# PAGE EXTRACT
•••

10 min read

Why Leaders of Leaders Need to Actually Hold Their Teams Accountable

Why Leaders of Leaders Need to Actually Hold Their Teams Accountable
Why Leaders of Leaders Need to Actually Hold Their Teams Accountable
12:40

Whether you're a CEO, GM, or senior leader managing other managers, here's what to hold your leaders accountable to (without micromanaging).

Emma was a natural.

She genuinely cared about her people. She had strong relationships, real business acumen, and the kind of warmth that made her team want to show up for her. But when she stepped into a leader of leader's role (responsible not just for her own team, but for managers who had their own teams) -something shifted. The skills that had made her a great leader of others weren't quite enough anymore.

The role required harder decisions. Firing people. Communicating a restructure. Holding her managers accountable for how they were leading, not just what they were delivering. And nobody had ever shown her how to do any of it.

"I had the relationships," she told me. "But I didn't have the confidence or the clarity."

What Emma experienced isn't unusual. In fifteen years of working with leaders, I've found it to be one of the most common and least talked about gaps in leadership development: leaders of leaders who were never taught what the role actually requires and who are now expected to hold others accountable for a standard nobody ever held them to.

 

The Leadership Accountability Pattern Nobody Talks About

 

Here is the uncomfortable truth most organisations quietly live with.

When leaders are promoted into roles where they manage other managers, they carry the habits of their previous role with them. They lead the way they were led. They hold people accountable for what they were always held accountable for - outputs, results and deliverables.

And many of them were never modelled anything different.

•••

# EXERCISE INSTRUCTIONS
In the article on holding leaders of leaders accountable:
(a) What kind of role did Emma step into?
(b) How many years of working with leaders does the writer mention?
(c) For what three things do newly promoted leaders hold people accountable?
The listing after this point is separate material, unrelated to the article.

•••

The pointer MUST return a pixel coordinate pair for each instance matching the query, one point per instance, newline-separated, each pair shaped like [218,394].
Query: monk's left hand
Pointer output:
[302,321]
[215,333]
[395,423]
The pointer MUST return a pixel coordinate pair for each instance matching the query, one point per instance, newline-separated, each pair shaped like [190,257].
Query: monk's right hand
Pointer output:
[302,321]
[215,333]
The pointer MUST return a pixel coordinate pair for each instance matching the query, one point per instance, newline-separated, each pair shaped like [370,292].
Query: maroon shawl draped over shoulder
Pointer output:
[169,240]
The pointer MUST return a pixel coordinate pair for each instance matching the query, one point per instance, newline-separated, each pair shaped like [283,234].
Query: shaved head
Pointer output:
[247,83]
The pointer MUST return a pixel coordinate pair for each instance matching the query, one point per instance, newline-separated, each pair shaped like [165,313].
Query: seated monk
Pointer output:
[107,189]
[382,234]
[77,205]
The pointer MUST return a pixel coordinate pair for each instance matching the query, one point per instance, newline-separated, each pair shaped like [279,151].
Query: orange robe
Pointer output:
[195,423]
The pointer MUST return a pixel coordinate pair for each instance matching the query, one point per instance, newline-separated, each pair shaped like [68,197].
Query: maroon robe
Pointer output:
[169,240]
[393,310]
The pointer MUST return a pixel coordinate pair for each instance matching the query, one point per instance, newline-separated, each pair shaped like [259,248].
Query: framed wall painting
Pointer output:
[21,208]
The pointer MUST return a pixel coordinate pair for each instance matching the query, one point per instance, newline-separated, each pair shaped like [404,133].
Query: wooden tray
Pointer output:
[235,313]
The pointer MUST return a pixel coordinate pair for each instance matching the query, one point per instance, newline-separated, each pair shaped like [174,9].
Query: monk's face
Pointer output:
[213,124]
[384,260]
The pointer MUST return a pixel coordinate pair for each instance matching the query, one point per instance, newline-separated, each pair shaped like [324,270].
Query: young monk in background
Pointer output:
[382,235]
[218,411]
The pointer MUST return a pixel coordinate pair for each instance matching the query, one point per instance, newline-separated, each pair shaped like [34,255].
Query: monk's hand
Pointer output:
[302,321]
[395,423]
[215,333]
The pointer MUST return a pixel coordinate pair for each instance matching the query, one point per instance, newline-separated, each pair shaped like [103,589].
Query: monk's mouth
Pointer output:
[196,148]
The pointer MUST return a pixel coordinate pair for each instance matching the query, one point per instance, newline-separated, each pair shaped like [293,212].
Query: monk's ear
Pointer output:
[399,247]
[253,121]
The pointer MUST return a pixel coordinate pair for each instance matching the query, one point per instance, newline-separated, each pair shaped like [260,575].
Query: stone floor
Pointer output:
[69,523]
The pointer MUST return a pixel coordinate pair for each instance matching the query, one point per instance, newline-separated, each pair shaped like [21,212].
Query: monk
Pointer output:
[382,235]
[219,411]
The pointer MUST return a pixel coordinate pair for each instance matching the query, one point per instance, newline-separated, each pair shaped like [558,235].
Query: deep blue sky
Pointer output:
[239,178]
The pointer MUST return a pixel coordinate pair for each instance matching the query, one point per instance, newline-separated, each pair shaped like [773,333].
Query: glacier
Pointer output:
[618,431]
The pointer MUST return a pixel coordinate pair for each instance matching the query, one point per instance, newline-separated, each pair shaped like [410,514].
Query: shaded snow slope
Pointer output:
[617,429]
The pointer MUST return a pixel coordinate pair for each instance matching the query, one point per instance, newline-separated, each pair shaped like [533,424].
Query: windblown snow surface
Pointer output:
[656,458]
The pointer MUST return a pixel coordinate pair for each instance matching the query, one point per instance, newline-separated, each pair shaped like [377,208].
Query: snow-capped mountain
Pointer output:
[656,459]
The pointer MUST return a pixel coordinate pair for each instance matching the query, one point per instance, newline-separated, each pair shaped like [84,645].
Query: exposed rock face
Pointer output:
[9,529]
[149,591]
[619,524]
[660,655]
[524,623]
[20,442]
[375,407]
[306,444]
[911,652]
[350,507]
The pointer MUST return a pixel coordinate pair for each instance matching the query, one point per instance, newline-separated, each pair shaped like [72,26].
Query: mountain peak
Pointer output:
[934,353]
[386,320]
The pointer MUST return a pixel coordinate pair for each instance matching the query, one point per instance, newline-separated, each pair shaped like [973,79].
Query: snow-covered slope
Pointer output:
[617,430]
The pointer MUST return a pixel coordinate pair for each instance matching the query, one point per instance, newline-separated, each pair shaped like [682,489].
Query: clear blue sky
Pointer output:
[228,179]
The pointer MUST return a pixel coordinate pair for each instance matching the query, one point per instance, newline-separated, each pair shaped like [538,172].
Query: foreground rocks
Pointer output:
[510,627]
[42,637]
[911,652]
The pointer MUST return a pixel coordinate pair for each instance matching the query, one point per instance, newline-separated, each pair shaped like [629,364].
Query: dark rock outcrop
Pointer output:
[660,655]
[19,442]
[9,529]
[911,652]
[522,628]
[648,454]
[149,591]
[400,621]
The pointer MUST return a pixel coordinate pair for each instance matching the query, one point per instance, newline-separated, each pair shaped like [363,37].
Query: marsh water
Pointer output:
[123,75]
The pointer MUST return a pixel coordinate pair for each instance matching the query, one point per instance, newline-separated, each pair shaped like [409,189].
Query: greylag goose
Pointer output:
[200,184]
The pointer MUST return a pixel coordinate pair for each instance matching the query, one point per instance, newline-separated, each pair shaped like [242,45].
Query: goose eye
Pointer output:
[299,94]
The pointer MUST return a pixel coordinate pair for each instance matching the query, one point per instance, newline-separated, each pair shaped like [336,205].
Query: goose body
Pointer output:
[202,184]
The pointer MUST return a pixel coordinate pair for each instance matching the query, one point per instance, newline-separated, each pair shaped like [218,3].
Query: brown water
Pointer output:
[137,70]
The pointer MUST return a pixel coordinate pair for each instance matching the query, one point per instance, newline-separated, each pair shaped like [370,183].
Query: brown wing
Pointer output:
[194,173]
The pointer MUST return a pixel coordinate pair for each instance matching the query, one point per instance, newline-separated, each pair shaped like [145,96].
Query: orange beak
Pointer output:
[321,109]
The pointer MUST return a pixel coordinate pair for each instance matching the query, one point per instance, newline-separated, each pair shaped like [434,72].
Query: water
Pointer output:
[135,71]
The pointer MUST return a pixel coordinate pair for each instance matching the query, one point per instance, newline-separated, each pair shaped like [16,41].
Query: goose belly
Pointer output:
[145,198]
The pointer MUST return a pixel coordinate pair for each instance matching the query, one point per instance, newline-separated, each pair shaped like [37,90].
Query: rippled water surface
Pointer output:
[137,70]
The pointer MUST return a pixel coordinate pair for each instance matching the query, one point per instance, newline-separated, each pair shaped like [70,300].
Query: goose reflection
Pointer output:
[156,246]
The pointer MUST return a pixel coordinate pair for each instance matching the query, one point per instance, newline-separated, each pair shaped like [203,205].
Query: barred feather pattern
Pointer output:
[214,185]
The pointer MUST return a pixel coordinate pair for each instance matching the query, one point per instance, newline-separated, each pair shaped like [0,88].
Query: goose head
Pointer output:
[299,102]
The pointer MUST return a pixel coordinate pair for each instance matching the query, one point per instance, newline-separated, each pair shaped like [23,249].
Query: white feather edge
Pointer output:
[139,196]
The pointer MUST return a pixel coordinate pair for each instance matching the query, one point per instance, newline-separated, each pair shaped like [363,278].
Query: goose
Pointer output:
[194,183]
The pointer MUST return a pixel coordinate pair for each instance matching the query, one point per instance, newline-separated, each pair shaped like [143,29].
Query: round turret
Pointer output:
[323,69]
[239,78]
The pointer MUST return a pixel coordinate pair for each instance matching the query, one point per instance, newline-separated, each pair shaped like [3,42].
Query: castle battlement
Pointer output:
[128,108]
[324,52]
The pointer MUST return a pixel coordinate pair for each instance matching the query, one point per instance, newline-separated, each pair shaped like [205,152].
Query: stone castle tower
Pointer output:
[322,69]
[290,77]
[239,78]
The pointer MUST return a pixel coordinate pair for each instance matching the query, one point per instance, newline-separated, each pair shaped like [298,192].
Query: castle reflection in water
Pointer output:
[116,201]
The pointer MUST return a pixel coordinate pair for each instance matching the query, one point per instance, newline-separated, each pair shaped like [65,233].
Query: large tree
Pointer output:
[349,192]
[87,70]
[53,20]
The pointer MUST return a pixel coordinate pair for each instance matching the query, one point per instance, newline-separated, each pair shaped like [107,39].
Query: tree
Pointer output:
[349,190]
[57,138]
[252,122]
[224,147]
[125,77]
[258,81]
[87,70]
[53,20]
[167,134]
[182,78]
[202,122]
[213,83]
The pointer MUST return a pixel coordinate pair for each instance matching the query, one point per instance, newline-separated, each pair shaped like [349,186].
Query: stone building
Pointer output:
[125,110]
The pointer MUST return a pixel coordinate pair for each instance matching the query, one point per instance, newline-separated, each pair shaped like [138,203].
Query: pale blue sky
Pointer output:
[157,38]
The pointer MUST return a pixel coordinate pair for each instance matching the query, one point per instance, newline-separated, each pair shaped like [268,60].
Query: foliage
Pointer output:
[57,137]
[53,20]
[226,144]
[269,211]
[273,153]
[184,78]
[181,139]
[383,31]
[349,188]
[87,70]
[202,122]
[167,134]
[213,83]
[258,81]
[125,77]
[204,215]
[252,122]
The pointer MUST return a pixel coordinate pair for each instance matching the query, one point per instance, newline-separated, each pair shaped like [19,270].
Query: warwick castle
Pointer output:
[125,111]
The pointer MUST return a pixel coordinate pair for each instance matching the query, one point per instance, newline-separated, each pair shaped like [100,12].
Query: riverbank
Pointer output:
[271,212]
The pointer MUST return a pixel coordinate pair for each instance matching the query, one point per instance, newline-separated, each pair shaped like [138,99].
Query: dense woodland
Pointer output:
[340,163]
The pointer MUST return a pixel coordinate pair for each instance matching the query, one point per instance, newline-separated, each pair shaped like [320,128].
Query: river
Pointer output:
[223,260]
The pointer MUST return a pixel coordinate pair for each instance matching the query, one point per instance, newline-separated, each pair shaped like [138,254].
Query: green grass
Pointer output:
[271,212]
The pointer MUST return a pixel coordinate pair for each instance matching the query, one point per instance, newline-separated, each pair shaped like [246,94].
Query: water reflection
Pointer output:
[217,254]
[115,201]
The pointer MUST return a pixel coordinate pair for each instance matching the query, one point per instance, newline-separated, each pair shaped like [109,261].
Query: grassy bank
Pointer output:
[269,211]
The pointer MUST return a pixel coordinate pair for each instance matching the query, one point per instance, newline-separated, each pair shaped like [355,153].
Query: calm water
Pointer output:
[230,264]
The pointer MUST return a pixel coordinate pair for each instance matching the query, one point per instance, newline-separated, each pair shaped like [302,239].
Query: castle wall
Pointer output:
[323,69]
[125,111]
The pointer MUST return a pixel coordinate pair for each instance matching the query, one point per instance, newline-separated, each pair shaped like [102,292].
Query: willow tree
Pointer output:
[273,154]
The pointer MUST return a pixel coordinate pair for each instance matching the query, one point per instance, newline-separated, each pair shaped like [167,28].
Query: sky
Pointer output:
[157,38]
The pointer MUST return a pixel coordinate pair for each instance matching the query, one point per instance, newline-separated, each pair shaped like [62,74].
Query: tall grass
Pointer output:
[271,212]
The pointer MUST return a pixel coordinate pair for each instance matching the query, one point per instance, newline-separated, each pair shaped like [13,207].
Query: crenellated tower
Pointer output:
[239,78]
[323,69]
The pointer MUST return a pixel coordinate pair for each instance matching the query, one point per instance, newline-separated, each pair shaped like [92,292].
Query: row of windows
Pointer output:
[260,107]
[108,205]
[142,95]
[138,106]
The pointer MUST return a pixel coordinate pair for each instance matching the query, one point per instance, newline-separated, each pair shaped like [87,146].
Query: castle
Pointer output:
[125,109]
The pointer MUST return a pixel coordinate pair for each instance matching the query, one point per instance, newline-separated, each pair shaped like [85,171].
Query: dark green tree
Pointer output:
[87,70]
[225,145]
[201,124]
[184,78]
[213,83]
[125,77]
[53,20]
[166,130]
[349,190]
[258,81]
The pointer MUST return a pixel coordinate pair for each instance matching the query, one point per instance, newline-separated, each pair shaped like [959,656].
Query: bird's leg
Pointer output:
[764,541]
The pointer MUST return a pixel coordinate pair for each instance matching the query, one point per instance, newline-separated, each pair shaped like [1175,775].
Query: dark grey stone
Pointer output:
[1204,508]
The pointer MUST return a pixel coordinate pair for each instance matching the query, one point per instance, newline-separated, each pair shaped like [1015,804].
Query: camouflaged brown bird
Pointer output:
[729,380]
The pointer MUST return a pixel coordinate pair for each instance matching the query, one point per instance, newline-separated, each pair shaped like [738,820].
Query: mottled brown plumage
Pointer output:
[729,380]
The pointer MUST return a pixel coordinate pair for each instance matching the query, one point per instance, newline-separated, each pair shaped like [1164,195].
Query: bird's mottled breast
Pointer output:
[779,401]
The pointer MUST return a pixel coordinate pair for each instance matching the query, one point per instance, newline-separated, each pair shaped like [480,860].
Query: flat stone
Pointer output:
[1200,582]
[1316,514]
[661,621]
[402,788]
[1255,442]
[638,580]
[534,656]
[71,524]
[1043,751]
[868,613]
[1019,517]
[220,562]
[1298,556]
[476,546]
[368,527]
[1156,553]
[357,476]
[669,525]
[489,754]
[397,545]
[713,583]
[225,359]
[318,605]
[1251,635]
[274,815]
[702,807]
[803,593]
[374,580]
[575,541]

•••

# TASK SOLUTION
(a) A leader of leaders role, responsible for her own team and for managers who had their own teams.
(b) Fifteen years.
(c) Outputs, results and deliverables.